+++ TASK MATERIAL

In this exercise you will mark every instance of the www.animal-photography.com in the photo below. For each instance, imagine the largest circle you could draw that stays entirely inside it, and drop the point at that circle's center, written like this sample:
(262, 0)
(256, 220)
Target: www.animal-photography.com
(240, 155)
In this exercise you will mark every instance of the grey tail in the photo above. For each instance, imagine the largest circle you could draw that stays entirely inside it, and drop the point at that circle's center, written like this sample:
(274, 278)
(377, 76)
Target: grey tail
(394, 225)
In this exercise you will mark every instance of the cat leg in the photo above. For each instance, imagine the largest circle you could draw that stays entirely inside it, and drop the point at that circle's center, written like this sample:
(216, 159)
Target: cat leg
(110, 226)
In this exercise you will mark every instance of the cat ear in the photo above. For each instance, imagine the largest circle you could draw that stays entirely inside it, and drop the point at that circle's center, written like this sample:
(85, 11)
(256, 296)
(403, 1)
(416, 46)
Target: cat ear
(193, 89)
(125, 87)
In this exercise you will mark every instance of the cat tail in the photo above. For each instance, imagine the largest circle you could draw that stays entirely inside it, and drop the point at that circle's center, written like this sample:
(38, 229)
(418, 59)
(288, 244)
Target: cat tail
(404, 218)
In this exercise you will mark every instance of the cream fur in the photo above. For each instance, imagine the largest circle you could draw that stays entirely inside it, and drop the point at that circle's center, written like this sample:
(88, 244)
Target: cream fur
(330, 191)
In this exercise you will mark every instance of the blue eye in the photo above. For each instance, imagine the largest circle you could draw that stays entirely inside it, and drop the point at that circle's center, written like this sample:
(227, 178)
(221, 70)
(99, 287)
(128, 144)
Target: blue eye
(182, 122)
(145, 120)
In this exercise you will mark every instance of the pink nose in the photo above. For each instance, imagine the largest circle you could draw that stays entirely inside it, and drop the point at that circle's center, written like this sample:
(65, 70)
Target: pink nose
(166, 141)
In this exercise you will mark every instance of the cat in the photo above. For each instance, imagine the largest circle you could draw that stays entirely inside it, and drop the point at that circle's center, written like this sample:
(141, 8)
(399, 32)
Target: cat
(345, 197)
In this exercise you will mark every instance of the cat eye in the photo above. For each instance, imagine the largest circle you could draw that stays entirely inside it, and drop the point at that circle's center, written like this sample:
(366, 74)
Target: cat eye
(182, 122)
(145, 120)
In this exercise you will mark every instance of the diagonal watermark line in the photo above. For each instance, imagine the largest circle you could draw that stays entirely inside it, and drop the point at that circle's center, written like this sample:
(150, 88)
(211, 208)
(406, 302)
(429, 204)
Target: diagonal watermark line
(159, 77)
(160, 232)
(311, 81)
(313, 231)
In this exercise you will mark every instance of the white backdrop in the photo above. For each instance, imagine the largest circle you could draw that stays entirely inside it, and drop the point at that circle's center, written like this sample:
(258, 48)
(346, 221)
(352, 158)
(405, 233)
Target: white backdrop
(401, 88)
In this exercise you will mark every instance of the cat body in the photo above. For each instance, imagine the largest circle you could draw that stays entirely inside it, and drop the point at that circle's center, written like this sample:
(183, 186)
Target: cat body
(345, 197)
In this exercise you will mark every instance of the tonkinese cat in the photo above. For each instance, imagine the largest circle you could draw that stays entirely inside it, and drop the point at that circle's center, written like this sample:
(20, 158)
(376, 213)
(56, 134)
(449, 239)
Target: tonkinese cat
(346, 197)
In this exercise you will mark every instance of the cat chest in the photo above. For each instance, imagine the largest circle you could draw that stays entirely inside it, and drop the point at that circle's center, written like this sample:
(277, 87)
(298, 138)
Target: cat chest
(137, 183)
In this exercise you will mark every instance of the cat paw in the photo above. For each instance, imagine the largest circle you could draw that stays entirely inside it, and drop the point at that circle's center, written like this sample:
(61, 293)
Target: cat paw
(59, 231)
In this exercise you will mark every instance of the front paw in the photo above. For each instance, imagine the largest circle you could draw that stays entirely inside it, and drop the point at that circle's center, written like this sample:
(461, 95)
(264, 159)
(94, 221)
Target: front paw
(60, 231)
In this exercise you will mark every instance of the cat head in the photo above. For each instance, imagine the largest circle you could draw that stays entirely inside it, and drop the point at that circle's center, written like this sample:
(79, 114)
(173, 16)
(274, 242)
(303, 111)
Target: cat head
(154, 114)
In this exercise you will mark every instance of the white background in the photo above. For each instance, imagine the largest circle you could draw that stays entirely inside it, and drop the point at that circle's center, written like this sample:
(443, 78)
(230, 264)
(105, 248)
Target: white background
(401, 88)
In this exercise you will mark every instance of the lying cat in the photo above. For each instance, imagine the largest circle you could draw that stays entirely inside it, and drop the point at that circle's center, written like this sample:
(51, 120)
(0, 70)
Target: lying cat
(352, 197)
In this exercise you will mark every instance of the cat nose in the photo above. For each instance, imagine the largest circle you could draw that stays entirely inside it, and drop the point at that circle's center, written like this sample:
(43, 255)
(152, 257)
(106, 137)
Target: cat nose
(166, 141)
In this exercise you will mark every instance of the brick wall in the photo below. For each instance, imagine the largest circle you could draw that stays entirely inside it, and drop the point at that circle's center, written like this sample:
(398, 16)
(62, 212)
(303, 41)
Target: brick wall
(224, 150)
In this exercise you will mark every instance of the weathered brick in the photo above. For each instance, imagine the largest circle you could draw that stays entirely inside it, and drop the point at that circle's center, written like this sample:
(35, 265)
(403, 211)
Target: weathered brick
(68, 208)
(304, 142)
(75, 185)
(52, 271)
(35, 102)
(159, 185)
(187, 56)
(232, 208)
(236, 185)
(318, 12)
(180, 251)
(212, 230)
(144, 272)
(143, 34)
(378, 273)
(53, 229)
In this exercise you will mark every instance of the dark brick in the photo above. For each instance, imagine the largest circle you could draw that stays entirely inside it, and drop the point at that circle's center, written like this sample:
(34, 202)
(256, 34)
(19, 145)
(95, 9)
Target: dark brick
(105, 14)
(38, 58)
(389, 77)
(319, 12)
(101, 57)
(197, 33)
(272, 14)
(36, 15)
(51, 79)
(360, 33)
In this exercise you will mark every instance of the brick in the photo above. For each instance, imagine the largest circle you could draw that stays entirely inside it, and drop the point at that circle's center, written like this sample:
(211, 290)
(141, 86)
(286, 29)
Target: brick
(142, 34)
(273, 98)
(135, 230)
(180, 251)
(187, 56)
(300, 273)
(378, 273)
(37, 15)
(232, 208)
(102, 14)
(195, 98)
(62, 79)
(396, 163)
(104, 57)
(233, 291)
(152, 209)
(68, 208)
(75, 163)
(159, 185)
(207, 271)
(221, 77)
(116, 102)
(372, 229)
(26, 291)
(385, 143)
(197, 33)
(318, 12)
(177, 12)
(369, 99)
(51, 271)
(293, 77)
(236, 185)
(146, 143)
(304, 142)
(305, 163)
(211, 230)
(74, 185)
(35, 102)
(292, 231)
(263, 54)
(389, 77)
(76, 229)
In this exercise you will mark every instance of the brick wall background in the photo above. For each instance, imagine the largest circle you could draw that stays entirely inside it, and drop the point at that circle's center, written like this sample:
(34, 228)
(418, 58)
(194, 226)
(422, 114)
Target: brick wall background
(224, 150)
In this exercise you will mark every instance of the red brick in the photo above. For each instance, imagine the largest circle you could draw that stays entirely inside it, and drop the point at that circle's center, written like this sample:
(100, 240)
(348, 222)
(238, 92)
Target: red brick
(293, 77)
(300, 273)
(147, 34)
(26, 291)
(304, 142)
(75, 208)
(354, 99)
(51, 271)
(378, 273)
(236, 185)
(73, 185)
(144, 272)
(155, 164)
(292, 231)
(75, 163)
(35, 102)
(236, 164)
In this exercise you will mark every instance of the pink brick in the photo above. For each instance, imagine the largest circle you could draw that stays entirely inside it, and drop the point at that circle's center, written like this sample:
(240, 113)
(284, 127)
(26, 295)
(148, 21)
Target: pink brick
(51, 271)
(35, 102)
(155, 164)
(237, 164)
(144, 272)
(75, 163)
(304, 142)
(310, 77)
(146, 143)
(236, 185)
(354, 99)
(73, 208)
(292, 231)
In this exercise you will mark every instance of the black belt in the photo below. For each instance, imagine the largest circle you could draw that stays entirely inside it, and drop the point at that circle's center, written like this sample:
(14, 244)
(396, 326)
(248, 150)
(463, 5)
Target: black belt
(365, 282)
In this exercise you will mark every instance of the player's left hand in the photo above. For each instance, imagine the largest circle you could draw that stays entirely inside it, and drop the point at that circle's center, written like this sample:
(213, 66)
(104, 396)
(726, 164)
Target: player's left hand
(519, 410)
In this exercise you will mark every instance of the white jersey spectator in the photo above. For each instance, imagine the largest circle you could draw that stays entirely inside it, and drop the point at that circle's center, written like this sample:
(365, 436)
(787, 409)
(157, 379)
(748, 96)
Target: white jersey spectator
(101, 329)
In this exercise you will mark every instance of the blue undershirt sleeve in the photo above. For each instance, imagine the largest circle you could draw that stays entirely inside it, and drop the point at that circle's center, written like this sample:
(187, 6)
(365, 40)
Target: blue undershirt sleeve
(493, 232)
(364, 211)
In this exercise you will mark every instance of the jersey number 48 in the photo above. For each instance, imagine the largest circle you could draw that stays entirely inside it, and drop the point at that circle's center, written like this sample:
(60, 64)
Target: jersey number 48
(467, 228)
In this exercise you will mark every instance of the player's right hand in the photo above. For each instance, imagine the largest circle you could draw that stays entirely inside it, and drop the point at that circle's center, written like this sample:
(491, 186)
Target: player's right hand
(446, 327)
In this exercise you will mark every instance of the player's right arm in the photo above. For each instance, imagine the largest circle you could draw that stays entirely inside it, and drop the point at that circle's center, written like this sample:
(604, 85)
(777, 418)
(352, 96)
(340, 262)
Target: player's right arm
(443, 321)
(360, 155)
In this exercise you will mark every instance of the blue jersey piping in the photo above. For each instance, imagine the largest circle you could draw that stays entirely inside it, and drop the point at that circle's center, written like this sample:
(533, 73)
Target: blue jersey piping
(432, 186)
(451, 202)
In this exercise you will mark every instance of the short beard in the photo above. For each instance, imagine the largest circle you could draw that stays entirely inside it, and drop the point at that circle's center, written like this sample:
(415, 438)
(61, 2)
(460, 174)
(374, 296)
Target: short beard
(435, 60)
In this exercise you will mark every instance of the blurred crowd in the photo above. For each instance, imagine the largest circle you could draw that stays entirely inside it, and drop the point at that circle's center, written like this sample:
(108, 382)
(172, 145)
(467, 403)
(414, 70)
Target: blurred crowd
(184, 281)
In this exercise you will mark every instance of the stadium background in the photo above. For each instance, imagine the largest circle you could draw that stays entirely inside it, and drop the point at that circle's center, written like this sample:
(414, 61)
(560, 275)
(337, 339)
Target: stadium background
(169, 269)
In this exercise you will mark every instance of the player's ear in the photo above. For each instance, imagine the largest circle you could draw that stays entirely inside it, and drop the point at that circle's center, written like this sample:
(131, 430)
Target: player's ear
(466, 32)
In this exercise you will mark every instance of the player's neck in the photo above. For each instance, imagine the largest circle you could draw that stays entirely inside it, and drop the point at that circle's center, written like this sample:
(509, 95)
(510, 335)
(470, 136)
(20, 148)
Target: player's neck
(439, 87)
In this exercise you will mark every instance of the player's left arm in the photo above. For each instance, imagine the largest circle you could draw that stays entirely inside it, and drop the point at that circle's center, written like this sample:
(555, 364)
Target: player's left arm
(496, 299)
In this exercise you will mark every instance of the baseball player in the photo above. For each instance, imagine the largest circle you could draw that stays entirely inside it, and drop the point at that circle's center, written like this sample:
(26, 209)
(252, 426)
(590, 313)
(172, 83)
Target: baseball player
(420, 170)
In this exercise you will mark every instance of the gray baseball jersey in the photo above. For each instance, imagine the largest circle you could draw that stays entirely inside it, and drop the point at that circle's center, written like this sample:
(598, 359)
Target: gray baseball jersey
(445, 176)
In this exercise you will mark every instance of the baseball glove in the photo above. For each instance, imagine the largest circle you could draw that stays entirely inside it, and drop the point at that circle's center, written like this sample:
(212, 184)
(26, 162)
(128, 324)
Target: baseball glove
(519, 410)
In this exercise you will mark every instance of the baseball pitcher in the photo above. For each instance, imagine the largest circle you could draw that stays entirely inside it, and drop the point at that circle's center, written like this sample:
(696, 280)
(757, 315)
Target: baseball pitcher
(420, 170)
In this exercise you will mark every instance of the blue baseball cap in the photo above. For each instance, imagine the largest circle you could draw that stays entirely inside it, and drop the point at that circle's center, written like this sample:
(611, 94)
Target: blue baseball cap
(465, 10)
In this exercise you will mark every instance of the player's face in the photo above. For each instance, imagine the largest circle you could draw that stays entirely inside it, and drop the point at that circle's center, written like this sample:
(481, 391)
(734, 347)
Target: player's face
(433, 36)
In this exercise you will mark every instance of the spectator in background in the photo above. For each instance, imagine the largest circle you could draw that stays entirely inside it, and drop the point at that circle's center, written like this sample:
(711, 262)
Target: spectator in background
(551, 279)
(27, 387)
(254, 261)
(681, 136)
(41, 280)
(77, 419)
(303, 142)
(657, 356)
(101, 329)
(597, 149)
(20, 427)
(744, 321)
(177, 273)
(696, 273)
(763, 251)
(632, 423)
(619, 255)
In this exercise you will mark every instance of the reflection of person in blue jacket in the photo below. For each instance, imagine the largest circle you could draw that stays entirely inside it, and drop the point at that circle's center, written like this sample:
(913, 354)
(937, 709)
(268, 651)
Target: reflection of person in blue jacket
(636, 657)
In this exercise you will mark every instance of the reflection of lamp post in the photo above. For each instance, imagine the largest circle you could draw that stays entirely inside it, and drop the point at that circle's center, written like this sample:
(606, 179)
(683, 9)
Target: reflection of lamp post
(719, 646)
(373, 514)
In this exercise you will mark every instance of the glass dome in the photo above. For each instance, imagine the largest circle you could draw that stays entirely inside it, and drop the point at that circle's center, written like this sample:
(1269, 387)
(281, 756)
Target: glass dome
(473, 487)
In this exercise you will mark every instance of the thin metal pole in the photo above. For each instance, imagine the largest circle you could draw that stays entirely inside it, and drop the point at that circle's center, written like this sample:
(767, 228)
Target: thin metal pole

++++++

ASSIGNMENT —
From the entries, copy every line in which the string "metal" can be found.

FINAL ANSWER —
In this exercise you will mark every instance of the thin metal pole in the photo above. For each instance, imagine the largest circle you could draw that stays entirely inside it, and drop the point at that circle's center, written like this sample:
Target: thin metal pole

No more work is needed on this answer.